* _SUPPLIED PASSAGE_:

•••

O’Neill called for backup, pulled defendant’s car over and approached the driver’s side with his gun drawn. He asked the driver to get out of the car. When the driver, defendant, exited the car, O’Neill noticed snow on his pants from mid-calf down. There were snow drifts on the ground that night. When O’Neill performed a pat-down search of defendant, he noticed defendant was breathing heavily and his heart was beating rapidly. Additionally, at some point after stopping defendant’s vehicle but prior to his arrest, O’Neill was notified that one of the offenders could be driving a red vehicle. Detective Maguire, who arrived just after O’Neill had curbed defendant’s vehicle, described it as a “red car.” O’Neill then told another officer who had arrived that they were going to handcuff defendant. O’Neill estimated that the elapsed time between the dispatch and his arrival at 53rd and Kimball was, at most, two minutes.

We find it helpful to review the information Officer O’Neill possessed at the time he initially curbed defendant’s vehicle using the “summary” of reasons O’Neill *475testified to at trial. First, defendant’s vehicle was stopped for an extended period of time in the area of the offense. More specifically, no other people or vehicles were in sight, and this vehicle appeared to be occupied and idling within one block of the crime scene. See Illinois v. Wardlow, 528 U.S. 119, 124, 145 L. Ed. 2d 570, 576, 120 S. Ct. 673, 676 (2000) (“officers are not required to ignore the relevant characteristics of a location in determining whether the circumstances are sufficiently suspicious to warrant further investigation”). Second, the driver, defendant, a black male in his 20s, matched the description of the offenders. The record further shows that O’Neill considered the fact that defendant was found in a predominately white neighborhood within two minutes after O’Neill received the radio dispatch of a robbery in progress. These are also “relevant characteristics” warranting further investigation. Third, as O’Neill’s squad car approached, defendant acted suspiciously by leaning forward in his seat, “peeking” at the officer, and then flinging himself back into his seat. The Court in Ward-low also held that “nervous, evasive behavior” in the presence of a known police officer is suggestive of wrongdoing and is a pertinent factor that police may consider in determining reasonable suspicion. Wardlow, 528 U.S. at 124, 145 L. Ed. 2d at 576, 120 S. Ct. at 676. Considering all this information in light of the Court’s holdings in Wardlow, it is clear that Officer O’Neill possessed sufficient articulable facts at the time of the stop to create a reasonable suspicion that defendant had committed a crime.

•••

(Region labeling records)
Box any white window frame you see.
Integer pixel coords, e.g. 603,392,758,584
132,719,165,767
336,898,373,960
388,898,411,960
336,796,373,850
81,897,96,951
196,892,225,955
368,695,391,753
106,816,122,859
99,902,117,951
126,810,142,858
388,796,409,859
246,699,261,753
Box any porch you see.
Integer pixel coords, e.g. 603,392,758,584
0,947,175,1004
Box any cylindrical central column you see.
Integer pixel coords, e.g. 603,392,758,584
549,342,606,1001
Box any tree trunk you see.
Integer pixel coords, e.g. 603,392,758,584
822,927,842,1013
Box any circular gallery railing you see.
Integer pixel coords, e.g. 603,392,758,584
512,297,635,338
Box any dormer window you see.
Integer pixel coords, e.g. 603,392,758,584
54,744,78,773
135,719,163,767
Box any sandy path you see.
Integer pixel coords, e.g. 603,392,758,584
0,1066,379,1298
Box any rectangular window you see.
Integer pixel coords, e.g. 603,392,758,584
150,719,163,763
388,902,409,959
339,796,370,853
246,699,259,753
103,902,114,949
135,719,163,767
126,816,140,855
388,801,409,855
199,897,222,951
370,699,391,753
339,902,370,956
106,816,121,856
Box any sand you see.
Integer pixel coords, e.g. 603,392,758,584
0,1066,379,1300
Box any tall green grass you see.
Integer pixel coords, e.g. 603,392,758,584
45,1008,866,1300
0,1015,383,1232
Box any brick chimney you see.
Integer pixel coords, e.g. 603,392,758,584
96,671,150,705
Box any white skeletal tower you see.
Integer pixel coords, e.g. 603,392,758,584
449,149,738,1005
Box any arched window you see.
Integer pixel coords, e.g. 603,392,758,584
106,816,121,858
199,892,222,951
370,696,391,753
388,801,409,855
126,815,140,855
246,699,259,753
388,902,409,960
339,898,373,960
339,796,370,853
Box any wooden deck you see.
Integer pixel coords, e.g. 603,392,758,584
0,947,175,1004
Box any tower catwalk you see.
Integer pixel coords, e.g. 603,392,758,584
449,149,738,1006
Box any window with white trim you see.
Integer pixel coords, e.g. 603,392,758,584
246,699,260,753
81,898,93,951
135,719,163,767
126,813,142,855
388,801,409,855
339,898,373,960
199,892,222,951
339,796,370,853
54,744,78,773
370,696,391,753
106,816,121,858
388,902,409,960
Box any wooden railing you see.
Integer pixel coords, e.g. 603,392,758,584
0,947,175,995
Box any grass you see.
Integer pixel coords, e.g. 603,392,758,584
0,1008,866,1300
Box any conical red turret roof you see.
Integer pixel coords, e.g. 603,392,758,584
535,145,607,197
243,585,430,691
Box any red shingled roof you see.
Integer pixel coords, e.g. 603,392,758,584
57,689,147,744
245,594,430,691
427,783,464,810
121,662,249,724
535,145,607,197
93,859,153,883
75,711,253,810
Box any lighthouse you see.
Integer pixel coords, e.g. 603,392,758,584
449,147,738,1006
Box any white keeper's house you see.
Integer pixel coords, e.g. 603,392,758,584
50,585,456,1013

•••

* _SHORT PROBLEM_: Continue the court opinion about the traffic stop, beginning right after its final sentence.

* _THE RESULT_:
The key question, however, is whether the trial court correctly concluded that the additional facts learned by Officer O’Neill after the stop, together with the facts he already possessed, were adequate to rise to the level of probable cause to arrest. Upon defendant complying with the order to exit his vehicle, O’Neill noticed that *476defendant had snow up to the mid-calf of his pants and was breathing heavily. Further, upon performing a pat-down search, O’Neill felt defendant’s heart beating rapidly. The amount of snow on defendant’s pants, his rapid heartbeat and heavy breathing were all consistent with Hajek’s report that the offenders had recently fled on foot. Finally, Officer O’Neill testified that, after the Terry stop but prior to defendant’s arrest, O’Neill received information that one of the offenders was possibly driving a red car, which was the same color as defendant’s vehicle.

The difficulty of establishing probable cause is lessened when it is known that a crime has been committed. See People v. Lippert, 89 Ill. 2d 171, 179-80 (1982), citing 1 W. LaFave, Search & Seizure §3.2, at 484-85 (1978). The police need less of a factual basis to establish probable cause when they are acting in response to a recent serious crime than when it is not known if a crime has been committed. People v. Jones, 374 Ill. App. 3d 566, 575 (2007), citing Lippert, 89 Ill. 2d at 180. In cases of serious crime, “ ‘experience has shown that the chances of apprehending the offender are slight unless he is caught in the vicinity of the crime.’ ” Lippert, 89 Ill. 2d at 180, quoting 1 W. LaFave, Search & Seizure §3.2, at 484-85 (1978).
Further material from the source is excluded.